-- Begin READING TEXT --
In the late 19th century and the early 20th century, Massachusetts Avenue was THE residential address to have. Mansions were erected on that street to house D.C.’s political and social elite. As the result of the Great Depression, many property owners on what we call Embassy Row today were forced to sell their homes due to financial struggles..

But Millionaire’s Row quickly turned into Embassy Row. The British Embassy was built on Massachusetts Avenue in 1925, and the Japanese Embassy in 1931. Many other countries followed suit. Some countries opted to move into the existing mansions and transform them into embassies rather than building a new structure.

Tourists may take a walking tour to view the impressive architecture of the historic mansions used as embassies. Adding to the fun is trying to determine to what country a particular embassy belongs. The task is easier for some buildings than for others. A statue of Winston Churchill with a cigar flashing a V sign is a dead giveaway for the British embassy. Likewise, the statue of Mahatma Ghandi in front of India’s embassy screams “India.”

Being the advance planner that I am, I’ve already reviewed online maps of Embassy Row. These maps helpfully provide the street lineup of embassies with the street number and nation’s flag identified. I’m definitely checking out #2220 (Guatemala–location of my first overseas mission trip), #2234 (Ireland–home of my maternal ancestors), #2525 (Turkey–evokes memories of a wonderful Mediterranean cruise I took), and #3100 (United Kingdom–Long Live The Queen! Age 93 and counting…..).

Embassy Row is also a draw for me because it can be a magnet for protests. American citizens aren’t typically able to go to a foreign country to express opposition to its policies, but they may be able to get to the country’s U.S. embassy to sound off. Until its retirement, a giant inflatable blue whale was often seen on Embassy Row when Greenpeace staged protests against foreign country’s environmentally unfriendly policies. The Vatican’s embassy is the target of an ongoing multiyear protest by a molestation victim decrying the Catholic Church’s alleged cover up of pedophile priests.
-- End READING TEXT --
REQUIREMENT 1: How many lines of the records contain the string "green"? Case counts, so give only the number.
The records that follow are unrelated to the text above.
-- Begin DATASET --
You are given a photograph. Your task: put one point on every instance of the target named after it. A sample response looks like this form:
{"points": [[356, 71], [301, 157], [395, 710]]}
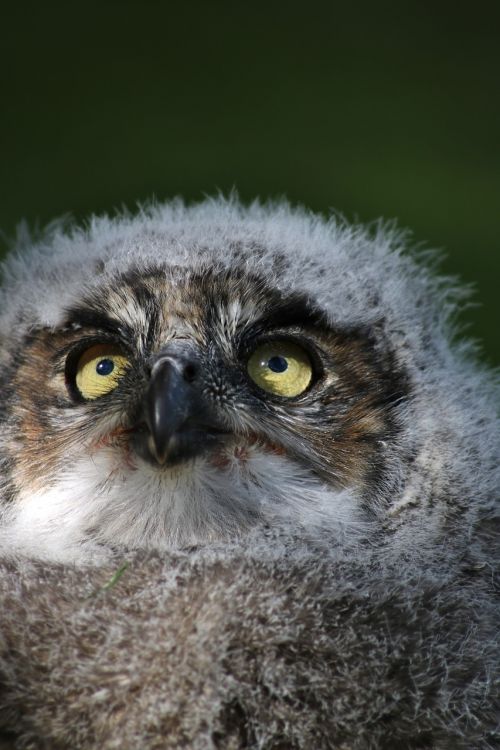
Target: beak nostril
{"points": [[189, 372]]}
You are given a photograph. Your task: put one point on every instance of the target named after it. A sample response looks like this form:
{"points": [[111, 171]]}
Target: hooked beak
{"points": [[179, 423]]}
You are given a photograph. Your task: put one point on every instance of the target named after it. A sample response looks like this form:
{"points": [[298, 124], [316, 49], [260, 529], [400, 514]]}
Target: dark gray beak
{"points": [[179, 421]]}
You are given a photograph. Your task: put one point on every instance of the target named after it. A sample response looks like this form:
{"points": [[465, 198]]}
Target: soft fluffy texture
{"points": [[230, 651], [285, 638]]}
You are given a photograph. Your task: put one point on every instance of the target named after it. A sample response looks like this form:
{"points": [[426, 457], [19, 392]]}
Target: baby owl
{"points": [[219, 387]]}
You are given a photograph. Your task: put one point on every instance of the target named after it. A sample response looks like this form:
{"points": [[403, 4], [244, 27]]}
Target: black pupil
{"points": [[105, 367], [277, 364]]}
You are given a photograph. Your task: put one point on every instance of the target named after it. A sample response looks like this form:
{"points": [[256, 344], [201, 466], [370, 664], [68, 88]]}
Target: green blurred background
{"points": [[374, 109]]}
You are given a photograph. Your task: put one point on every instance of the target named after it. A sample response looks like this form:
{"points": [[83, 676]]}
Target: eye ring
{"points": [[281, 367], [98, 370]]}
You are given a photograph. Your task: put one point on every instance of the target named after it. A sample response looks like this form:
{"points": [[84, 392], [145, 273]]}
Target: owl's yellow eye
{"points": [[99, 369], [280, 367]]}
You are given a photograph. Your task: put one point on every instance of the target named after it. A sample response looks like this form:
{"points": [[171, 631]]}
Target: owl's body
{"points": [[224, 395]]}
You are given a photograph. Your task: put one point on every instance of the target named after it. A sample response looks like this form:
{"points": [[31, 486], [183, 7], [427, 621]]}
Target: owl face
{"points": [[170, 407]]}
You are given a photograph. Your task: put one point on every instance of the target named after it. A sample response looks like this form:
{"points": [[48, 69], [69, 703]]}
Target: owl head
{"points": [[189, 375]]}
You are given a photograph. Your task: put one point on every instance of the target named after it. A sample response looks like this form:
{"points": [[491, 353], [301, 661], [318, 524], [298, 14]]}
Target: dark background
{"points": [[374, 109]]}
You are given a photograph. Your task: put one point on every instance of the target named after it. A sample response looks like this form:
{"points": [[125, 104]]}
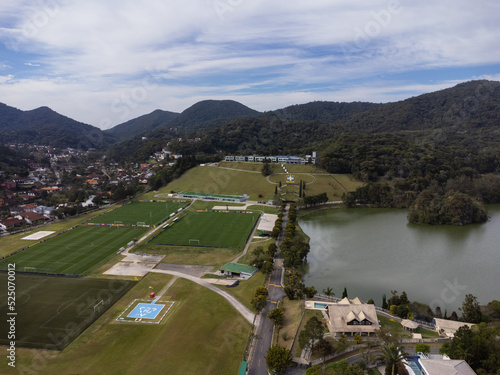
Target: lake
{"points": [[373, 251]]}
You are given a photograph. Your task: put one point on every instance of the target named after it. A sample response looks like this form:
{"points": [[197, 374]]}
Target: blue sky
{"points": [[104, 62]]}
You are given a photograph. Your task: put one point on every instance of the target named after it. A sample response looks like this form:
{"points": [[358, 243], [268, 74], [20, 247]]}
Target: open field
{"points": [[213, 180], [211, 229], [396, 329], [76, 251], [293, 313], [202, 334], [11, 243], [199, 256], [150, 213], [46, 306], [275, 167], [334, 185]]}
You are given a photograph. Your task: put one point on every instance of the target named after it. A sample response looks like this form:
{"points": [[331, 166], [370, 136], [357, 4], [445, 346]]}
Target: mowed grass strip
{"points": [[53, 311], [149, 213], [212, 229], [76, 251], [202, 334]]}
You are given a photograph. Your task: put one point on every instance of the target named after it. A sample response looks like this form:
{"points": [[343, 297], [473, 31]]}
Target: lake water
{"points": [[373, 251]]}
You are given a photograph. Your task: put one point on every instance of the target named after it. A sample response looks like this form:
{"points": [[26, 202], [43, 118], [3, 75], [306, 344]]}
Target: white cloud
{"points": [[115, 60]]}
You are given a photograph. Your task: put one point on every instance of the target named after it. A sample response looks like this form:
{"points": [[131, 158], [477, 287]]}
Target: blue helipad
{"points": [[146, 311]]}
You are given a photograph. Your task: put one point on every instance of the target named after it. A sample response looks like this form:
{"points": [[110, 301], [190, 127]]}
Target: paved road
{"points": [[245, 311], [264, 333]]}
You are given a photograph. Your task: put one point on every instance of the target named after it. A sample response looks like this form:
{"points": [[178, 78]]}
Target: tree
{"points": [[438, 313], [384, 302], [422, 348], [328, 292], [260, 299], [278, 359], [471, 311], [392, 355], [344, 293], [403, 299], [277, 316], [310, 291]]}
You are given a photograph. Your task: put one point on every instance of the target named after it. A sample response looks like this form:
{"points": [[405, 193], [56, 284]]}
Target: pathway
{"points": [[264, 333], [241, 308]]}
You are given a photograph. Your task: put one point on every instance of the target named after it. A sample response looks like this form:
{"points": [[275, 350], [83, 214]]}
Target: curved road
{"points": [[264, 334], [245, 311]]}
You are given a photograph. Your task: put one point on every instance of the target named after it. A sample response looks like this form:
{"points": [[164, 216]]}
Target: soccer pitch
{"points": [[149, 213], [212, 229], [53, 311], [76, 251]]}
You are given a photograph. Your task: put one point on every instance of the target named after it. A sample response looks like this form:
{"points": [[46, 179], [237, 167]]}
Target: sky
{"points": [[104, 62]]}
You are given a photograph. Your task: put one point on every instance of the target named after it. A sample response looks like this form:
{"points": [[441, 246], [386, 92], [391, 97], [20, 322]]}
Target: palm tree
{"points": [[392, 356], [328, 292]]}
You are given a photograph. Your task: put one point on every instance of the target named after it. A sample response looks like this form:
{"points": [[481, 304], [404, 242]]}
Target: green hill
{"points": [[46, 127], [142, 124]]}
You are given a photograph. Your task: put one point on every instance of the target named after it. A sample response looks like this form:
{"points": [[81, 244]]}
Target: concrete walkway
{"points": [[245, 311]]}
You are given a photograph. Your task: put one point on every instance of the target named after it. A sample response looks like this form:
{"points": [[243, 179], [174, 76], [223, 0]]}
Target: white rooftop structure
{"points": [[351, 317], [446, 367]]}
-- End DATASET --
REQUIREMENT 2: According to the Embassy Row passage, in what year was the British Embassy built on Massachusetts Avenue?

WORKED ANSWER 1: 2

WORKED ANSWER 2: 1925